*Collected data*
....

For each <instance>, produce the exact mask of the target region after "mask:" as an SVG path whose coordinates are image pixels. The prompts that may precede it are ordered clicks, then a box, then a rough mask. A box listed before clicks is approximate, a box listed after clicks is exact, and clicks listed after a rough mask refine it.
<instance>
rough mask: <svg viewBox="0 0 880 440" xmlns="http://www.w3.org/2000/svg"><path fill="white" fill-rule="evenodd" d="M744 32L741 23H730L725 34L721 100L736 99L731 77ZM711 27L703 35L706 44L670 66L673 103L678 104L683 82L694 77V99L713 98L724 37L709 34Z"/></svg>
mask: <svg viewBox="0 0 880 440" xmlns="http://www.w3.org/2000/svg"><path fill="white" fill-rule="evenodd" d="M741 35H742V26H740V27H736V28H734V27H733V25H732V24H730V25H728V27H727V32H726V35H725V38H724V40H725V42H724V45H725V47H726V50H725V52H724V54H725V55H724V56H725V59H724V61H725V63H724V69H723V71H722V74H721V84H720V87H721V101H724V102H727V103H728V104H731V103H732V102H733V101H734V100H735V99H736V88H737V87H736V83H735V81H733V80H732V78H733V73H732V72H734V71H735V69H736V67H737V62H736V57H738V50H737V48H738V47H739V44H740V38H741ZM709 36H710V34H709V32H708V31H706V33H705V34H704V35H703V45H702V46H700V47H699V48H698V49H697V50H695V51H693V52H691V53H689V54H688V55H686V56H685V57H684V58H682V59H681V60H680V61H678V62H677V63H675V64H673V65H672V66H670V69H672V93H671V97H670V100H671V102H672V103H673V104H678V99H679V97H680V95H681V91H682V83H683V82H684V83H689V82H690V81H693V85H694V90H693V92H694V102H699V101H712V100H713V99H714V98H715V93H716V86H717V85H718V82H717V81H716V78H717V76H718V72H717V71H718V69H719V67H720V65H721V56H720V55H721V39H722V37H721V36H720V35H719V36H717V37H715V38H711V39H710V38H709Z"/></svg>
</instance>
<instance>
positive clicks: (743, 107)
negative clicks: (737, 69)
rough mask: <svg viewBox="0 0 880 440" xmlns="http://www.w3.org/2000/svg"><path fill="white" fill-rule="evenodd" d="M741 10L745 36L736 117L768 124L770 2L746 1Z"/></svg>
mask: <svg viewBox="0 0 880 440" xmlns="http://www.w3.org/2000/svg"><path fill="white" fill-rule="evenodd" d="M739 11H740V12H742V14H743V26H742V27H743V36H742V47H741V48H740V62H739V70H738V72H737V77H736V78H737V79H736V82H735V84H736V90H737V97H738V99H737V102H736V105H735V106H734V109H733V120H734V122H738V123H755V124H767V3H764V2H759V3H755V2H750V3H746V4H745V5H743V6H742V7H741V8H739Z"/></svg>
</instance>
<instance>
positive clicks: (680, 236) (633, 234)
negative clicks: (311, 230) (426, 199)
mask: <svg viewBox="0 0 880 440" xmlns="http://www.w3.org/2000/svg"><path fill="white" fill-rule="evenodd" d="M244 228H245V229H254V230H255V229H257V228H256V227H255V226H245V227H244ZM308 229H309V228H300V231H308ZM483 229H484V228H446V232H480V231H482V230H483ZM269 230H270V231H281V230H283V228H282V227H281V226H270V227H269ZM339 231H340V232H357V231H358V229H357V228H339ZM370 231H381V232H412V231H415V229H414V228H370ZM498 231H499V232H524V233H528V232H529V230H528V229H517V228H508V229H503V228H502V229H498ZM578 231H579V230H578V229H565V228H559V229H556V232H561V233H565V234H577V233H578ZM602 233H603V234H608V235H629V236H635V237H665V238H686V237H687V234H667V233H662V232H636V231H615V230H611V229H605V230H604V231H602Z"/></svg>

....

*What to work on*
Give back the data above word for word.

*Response box*
For each <instance>, produce the exact mask of the target region after "mask:" as an SVG path whose coordinates are image pixels. The prompts that may precede it are ordered clicks, then a box, then a rough mask. A box listed before clicks is approximate, a box listed after clicks is exact, and clicks listed after a rough mask refine it.
<instance>
rough mask: <svg viewBox="0 0 880 440" xmlns="http://www.w3.org/2000/svg"><path fill="white" fill-rule="evenodd" d="M744 32L741 23H730L725 34L721 100L736 99L731 77ZM711 27L703 35L706 44L670 66L673 103L678 104L683 82L694 77V99L713 98L724 37L709 34Z"/></svg>
mask: <svg viewBox="0 0 880 440" xmlns="http://www.w3.org/2000/svg"><path fill="white" fill-rule="evenodd" d="M741 35H742V26H740V27H736V28H734V27H733V25H732V24H730V25H728V27H727V32H726V35H725V38H724V40H725V42H724V45H725V47H726V50H725V52H724V54H725V55H724V56H725V59H724V61H725V63H724V69H723V71H722V74H721V84H720V87H721V101H724V102H727V103H728V104H731V103H732V102H733V101H734V100H735V99H736V88H737V87H736V83H735V81H733V80H732V78H733V73H732V72H734V71H735V69H736V67H737V62H736V57H738V50H737V48H738V47H739V44H740V38H741ZM709 36H710V34H709V32H708V31H706V33H705V34H704V35H703V45H702V46H700V47H699V48H698V49H697V50H695V51H693V52H691V53H689V54H688V55H686V56H685V57H684V58H682V59H681V60H680V61H678V62H677V63H675V64H673V65H672V66H670V69H672V93H671V97H670V100H671V102H672V103H673V104H678V99H679V97H680V95H681V91H682V83H683V82H684V83H689V82H690V81H693V85H694V90H693V92H694V102H699V101H712V100H713V99H714V98H715V93H716V86H717V85H718V82H717V81H716V78H717V76H718V72H717V71H718V69H719V67H720V65H721V56H720V55H721V39H722V37H721V36H720V35H719V36H717V37H715V38H711V39H710V38H709Z"/></svg>
</instance>
<instance>
positive clicks: (743, 107)
negative clicks: (737, 69)
rough mask: <svg viewBox="0 0 880 440" xmlns="http://www.w3.org/2000/svg"><path fill="white" fill-rule="evenodd" d="M741 10L745 36L736 117L768 124L770 2L746 1Z"/></svg>
mask: <svg viewBox="0 0 880 440" xmlns="http://www.w3.org/2000/svg"><path fill="white" fill-rule="evenodd" d="M739 11H740V12H742V14H743V26H742V27H743V36H742V47H741V48H740V62H739V70H738V72H737V77H736V78H737V79H736V82H735V84H736V90H737V97H738V99H737V102H736V105H735V106H734V109H733V120H734V122H738V123H755V124H767V3H764V2H759V3H755V2H750V3H746V4H745V5H743V6H742V7H741V8H739Z"/></svg>
</instance>
<instance>
positive clicks: (680, 236) (633, 234)
negative clicks: (311, 230) (426, 199)
mask: <svg viewBox="0 0 880 440" xmlns="http://www.w3.org/2000/svg"><path fill="white" fill-rule="evenodd" d="M244 228H245V229H254V230H255V229H257V228H256V227H255V226H245V227H244ZM308 229H309V228H300V231H308ZM483 229H484V228H446V232H480V231H482V230H483ZM269 230H270V231H281V230H283V228H282V227H281V226H270V227H269ZM339 231H340V232H357V231H358V229H357V228H339ZM370 231H381V232H412V231H415V229H414V228H370ZM498 231H499V232H524V233H528V232H529V230H528V229H517V228H508V229H503V228H502V229H498ZM578 231H579V230H578V229H565V228H559V229H556V232H561V233H565V234H577V233H578ZM602 233H603V234H608V235H629V236H635V237H665V238H686V237H687V234H667V233H662V232H636V231H615V230H611V229H605V230H604V231H602Z"/></svg>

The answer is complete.